[Point localization data]
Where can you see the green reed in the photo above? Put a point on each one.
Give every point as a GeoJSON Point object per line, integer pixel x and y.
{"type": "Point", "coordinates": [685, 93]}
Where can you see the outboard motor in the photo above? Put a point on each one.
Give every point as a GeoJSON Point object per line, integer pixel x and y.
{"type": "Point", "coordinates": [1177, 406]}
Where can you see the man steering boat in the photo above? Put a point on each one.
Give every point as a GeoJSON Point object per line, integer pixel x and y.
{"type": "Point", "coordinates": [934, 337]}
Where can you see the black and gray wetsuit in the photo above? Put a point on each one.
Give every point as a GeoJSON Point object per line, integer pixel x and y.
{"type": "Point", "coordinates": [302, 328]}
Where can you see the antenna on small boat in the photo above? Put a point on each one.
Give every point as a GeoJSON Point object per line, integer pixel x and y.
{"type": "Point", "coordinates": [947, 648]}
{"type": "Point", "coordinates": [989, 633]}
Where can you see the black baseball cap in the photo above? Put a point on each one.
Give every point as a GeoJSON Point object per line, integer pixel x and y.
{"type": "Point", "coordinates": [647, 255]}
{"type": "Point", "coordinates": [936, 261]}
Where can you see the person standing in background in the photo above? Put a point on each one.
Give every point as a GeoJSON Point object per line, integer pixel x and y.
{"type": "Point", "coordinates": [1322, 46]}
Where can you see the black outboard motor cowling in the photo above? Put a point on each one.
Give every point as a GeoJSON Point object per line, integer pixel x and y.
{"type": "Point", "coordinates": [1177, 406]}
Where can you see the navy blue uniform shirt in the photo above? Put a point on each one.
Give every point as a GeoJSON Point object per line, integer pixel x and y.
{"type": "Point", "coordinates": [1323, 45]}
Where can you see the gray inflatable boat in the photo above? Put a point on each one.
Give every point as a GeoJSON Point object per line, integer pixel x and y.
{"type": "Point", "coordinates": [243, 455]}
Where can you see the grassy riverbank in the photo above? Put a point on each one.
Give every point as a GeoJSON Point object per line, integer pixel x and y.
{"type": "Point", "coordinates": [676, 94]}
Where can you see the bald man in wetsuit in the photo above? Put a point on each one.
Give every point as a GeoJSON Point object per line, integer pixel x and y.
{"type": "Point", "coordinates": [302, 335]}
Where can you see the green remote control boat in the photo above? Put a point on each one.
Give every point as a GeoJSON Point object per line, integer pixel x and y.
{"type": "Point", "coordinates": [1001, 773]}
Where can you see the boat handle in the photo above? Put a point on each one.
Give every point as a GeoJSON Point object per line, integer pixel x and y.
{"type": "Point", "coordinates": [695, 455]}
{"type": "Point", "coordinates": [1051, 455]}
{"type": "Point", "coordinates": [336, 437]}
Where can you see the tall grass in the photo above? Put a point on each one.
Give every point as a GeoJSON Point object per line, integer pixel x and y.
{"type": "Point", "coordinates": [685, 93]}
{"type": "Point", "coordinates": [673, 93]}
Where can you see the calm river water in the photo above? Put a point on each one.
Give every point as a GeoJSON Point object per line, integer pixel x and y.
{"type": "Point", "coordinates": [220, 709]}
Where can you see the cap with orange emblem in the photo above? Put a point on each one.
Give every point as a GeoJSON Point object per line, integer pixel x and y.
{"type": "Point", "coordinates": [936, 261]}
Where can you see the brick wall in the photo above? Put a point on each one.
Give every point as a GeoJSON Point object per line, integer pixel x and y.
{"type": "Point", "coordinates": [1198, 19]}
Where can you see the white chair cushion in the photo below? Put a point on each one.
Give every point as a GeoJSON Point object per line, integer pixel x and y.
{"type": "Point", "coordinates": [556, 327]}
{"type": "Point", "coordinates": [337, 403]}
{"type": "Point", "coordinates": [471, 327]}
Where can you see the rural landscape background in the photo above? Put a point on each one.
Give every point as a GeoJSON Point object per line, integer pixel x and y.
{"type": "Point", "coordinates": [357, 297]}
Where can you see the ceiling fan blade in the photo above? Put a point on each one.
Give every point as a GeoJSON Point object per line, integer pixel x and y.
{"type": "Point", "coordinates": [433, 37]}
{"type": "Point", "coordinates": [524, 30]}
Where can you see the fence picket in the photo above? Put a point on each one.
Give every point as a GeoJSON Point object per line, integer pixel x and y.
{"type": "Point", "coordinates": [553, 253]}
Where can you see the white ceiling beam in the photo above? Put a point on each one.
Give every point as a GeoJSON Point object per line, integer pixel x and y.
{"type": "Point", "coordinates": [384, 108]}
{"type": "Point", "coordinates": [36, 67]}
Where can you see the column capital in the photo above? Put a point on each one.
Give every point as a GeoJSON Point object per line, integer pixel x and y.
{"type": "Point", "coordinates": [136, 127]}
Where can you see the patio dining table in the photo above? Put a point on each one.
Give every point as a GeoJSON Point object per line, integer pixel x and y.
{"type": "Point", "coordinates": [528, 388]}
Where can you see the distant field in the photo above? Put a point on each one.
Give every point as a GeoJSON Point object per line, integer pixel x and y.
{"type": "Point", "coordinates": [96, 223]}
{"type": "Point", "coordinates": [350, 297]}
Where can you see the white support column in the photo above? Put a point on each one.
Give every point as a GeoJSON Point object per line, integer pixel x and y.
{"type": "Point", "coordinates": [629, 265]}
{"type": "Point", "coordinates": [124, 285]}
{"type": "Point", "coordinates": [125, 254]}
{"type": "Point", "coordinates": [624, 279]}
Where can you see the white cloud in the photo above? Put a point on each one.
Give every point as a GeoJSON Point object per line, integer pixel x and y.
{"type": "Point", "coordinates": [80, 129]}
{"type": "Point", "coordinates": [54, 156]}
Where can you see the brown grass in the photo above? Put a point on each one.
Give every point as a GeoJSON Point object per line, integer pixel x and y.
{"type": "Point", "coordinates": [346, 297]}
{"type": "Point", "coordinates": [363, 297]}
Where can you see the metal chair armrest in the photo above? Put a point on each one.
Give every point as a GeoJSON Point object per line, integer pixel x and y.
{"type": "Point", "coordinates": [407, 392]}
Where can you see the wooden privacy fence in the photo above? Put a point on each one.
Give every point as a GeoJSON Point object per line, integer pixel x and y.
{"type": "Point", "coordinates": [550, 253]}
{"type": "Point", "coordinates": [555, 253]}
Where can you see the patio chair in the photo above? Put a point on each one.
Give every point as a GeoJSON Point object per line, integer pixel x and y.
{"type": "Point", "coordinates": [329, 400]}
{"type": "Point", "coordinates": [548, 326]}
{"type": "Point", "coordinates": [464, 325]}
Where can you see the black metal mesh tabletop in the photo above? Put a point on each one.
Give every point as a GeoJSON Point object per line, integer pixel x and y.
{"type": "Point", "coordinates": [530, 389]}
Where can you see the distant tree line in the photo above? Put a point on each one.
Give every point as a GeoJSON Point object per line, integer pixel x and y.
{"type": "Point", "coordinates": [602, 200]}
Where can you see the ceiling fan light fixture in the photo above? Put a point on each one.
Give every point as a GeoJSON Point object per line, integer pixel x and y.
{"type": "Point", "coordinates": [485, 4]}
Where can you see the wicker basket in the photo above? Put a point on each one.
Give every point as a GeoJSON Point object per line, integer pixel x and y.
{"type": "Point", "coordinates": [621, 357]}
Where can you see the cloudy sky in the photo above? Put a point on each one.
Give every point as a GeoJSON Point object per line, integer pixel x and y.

=== Your task ===
Only the number is wanted: how many lines above include the word "distant"?

=== Task result ===
2